*DATA EXCERPTS*.
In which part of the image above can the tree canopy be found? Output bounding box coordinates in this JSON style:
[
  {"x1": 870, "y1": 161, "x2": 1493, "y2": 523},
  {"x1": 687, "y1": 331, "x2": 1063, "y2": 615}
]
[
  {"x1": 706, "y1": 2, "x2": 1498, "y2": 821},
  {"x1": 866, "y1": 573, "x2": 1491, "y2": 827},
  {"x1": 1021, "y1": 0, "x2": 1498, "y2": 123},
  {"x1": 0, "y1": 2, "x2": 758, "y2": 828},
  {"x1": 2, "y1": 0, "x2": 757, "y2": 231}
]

*WHAT YOU HAVE TO DO*.
Give the listing once more, unchanged in every line.

*TASK RESULT*.
In which part of the image above can the tree canopy be found? Output bounding box coordinates in this JSON style:
[
  {"x1": 870, "y1": 161, "x2": 1493, "y2": 523},
  {"x1": 687, "y1": 331, "x2": 1063, "y2": 615}
]
[
  {"x1": 706, "y1": 2, "x2": 1498, "y2": 821},
  {"x1": 866, "y1": 573, "x2": 1491, "y2": 827},
  {"x1": 1021, "y1": 0, "x2": 1498, "y2": 123},
  {"x1": 0, "y1": 2, "x2": 758, "y2": 828},
  {"x1": 2, "y1": 0, "x2": 757, "y2": 231}
]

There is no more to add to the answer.